Short task
Collect every line from the entries that contains the word "bride", and list each one on its own line.

(Pointing records)
== == ==
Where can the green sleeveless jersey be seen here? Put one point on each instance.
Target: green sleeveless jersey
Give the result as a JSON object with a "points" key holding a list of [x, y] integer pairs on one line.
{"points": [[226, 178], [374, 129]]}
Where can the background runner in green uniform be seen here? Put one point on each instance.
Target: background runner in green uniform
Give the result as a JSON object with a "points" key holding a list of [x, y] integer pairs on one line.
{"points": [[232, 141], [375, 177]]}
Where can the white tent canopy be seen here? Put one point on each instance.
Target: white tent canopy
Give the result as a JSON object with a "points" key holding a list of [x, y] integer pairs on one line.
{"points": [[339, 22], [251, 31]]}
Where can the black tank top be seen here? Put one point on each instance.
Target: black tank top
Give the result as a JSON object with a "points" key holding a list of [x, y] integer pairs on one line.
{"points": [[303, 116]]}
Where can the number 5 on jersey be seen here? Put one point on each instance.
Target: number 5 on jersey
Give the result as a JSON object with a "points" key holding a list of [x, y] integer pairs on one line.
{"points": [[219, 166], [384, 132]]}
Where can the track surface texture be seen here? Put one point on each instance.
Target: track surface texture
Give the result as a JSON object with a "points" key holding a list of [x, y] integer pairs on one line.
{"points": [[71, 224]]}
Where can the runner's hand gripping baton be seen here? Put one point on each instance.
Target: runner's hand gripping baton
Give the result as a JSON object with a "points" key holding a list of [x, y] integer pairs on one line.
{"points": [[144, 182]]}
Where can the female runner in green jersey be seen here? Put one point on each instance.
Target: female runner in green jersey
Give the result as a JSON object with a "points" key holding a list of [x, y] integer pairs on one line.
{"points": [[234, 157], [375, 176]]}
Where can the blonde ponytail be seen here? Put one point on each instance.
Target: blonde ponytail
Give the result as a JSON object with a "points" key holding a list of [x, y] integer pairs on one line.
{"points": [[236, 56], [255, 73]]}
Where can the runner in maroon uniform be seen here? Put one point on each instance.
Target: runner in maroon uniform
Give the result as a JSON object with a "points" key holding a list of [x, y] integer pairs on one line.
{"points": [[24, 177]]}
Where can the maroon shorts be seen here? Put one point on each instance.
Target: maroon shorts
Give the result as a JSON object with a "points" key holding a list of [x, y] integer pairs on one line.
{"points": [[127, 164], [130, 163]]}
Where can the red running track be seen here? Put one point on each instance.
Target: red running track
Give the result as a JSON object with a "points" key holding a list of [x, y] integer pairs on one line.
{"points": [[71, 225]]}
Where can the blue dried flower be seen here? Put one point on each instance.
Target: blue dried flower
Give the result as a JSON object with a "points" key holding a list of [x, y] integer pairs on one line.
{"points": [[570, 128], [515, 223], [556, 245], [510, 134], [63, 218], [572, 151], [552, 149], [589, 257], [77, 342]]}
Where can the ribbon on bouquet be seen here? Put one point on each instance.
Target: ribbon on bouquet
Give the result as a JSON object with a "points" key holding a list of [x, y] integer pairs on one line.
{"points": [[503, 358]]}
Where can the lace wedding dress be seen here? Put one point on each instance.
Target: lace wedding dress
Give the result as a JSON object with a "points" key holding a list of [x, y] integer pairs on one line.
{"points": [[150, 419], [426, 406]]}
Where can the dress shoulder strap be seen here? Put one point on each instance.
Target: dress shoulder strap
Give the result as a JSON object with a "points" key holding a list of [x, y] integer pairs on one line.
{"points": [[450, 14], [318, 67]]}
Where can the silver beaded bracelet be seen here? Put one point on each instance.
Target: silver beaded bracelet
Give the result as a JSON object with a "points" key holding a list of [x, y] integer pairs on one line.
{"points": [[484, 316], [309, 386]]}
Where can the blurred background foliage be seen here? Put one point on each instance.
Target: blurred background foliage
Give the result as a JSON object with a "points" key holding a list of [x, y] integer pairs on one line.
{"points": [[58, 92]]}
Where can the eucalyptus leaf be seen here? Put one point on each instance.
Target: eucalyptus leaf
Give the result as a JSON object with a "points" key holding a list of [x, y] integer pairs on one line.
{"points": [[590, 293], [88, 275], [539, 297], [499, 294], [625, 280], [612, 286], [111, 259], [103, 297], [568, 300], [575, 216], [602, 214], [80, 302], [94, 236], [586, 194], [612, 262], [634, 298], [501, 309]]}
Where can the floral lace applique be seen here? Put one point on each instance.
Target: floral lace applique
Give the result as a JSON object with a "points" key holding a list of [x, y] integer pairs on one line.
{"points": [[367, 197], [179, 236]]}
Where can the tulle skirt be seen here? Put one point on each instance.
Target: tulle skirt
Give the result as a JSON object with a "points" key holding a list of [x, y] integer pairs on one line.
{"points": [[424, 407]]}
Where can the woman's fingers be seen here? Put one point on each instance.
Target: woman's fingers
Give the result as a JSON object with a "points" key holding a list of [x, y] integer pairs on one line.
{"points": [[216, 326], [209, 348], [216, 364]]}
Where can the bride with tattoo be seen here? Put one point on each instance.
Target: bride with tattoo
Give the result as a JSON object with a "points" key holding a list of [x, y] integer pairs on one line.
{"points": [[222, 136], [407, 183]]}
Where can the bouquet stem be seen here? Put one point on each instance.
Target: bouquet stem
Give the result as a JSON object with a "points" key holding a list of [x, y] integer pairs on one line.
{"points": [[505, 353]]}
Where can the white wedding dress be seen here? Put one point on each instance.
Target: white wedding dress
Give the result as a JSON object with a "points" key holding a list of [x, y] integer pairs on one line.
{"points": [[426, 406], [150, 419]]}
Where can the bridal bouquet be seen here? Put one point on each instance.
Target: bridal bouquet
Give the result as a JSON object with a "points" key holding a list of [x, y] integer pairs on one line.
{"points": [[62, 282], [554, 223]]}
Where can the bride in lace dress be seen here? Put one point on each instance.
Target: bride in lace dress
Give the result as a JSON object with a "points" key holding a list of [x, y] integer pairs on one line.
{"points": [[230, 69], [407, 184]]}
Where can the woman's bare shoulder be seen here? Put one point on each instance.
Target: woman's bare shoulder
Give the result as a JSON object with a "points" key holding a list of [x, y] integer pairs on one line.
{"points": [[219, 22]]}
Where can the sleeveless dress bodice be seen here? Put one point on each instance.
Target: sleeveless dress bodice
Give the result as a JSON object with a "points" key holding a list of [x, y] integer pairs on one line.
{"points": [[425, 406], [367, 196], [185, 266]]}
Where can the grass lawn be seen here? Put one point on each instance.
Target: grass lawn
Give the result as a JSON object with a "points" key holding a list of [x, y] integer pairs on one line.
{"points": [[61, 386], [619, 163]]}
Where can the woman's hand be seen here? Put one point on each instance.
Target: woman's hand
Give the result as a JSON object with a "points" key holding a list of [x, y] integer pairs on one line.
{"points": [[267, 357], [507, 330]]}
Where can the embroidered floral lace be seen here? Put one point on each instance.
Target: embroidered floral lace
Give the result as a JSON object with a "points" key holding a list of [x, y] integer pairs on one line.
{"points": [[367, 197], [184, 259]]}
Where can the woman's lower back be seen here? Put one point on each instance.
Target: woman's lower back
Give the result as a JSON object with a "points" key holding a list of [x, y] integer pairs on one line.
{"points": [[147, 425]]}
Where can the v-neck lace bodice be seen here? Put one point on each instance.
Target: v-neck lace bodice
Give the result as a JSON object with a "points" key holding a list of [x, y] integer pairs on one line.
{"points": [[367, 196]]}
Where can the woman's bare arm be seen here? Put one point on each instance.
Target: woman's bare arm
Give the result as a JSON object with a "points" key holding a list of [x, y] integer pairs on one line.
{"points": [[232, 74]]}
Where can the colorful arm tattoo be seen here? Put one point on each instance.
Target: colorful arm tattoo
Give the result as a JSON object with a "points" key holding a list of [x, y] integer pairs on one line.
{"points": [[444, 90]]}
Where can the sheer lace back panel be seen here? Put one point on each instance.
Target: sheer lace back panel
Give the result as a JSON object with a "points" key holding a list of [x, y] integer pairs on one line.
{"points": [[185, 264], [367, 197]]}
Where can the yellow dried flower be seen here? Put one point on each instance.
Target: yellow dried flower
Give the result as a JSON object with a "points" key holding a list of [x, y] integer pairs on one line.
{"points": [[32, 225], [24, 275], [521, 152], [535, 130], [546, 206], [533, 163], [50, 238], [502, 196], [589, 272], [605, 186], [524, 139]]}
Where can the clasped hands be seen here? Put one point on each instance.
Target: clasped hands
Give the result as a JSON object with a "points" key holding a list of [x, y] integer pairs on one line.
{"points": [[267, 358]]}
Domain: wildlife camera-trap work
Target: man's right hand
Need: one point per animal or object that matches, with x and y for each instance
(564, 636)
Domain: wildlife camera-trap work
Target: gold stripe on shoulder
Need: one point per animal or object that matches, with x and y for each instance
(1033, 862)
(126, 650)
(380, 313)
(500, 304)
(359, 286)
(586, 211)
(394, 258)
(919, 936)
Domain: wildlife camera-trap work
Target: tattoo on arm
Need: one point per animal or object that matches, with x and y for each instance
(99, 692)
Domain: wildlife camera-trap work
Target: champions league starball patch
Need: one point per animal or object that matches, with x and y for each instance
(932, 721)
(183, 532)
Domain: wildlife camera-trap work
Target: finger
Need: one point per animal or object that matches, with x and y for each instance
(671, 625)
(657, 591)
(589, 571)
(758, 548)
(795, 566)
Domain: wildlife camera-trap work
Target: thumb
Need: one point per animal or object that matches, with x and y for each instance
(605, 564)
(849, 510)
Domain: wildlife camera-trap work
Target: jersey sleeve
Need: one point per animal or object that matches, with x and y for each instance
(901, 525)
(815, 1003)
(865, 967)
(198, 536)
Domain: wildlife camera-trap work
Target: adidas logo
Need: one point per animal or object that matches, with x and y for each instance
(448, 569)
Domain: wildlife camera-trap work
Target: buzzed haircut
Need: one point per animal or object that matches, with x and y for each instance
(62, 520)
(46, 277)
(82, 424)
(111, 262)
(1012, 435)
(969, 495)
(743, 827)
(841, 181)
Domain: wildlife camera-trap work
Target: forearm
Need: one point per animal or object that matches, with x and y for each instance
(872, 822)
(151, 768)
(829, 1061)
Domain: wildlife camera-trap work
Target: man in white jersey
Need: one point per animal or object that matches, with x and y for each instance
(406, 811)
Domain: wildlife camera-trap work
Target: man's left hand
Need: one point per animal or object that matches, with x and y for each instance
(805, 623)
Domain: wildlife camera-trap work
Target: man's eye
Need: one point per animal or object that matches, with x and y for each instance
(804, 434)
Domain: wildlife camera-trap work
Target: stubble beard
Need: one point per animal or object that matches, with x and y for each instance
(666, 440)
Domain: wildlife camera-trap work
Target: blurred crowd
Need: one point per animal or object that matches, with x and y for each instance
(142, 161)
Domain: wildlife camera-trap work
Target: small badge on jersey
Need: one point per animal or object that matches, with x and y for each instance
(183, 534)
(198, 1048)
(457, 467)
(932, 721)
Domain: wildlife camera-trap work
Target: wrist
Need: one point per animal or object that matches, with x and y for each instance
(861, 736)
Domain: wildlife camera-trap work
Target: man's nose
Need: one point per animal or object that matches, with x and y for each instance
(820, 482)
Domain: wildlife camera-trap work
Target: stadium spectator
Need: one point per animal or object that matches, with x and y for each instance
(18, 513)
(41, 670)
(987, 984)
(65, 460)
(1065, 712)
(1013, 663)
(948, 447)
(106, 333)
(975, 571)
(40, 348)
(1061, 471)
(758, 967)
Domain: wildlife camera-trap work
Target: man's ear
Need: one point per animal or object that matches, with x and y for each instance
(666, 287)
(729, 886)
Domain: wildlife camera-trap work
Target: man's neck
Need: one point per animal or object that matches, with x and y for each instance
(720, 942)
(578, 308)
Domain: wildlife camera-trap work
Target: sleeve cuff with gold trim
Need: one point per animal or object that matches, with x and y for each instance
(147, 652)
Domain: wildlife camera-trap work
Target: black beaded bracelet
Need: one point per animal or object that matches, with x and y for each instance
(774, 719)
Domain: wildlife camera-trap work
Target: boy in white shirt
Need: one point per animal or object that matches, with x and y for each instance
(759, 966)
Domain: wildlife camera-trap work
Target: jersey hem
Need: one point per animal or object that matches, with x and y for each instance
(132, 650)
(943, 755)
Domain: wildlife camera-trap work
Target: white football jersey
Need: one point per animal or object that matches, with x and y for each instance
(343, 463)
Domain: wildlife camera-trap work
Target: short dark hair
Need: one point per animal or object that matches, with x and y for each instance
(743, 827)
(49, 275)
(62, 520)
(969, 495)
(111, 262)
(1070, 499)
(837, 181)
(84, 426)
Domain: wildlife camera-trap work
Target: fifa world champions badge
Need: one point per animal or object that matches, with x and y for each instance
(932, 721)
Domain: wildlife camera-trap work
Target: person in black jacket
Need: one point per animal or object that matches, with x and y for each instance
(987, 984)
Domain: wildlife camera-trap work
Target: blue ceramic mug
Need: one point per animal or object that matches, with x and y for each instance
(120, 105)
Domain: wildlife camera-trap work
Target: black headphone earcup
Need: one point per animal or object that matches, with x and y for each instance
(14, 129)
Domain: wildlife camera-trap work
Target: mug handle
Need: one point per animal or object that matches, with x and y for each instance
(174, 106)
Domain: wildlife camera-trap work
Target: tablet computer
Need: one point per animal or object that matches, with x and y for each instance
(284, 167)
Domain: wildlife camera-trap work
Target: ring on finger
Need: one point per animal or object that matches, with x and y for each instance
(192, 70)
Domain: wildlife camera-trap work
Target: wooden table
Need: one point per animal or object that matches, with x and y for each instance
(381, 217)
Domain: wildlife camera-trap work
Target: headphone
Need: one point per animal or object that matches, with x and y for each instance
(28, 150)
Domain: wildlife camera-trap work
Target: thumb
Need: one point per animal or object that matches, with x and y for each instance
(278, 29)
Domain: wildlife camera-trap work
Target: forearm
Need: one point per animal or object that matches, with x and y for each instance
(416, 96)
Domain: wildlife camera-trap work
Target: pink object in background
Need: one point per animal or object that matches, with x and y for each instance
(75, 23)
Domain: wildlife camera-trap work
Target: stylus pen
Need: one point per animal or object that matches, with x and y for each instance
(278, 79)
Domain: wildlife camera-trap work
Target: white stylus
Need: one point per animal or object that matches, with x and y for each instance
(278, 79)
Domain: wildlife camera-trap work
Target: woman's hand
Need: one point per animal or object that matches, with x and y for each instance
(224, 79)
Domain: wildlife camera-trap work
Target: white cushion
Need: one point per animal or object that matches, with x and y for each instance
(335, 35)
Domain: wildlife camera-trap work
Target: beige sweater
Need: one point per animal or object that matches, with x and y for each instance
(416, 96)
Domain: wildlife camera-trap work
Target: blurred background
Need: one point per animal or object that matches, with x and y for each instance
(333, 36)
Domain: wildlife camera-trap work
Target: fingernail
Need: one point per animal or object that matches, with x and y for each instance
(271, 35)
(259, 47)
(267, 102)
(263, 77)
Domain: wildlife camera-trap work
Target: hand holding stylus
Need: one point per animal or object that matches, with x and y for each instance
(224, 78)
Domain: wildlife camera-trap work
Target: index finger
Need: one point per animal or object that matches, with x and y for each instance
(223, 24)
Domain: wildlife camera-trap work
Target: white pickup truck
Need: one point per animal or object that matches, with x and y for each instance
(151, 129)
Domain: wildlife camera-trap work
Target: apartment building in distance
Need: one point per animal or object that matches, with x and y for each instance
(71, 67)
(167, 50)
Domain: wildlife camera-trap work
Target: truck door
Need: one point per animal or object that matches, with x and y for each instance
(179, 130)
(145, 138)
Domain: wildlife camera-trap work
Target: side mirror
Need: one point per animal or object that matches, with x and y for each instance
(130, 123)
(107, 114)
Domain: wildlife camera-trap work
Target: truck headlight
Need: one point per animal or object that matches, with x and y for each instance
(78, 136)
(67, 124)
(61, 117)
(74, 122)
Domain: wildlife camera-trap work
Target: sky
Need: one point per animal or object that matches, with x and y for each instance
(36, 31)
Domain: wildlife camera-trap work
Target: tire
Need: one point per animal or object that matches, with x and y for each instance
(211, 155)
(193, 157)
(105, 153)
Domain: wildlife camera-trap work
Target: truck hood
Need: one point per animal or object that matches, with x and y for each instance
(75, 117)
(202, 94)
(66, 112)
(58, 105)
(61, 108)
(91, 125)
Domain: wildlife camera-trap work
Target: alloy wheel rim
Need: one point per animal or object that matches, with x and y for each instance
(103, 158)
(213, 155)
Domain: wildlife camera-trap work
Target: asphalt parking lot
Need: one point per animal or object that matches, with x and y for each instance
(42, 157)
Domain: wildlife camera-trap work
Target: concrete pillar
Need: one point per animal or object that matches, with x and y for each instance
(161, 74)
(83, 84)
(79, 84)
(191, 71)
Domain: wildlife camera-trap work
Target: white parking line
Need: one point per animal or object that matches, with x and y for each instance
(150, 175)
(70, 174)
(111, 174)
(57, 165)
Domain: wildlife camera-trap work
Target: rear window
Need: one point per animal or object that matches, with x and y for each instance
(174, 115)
== == ==
Task output
Where can the bride with tattoo be seen here? Put one point on each instance.
Target: bride with tattoo
Where can the bride in lace dress be seen here? Put one point on each instance.
Target: bride in lace dress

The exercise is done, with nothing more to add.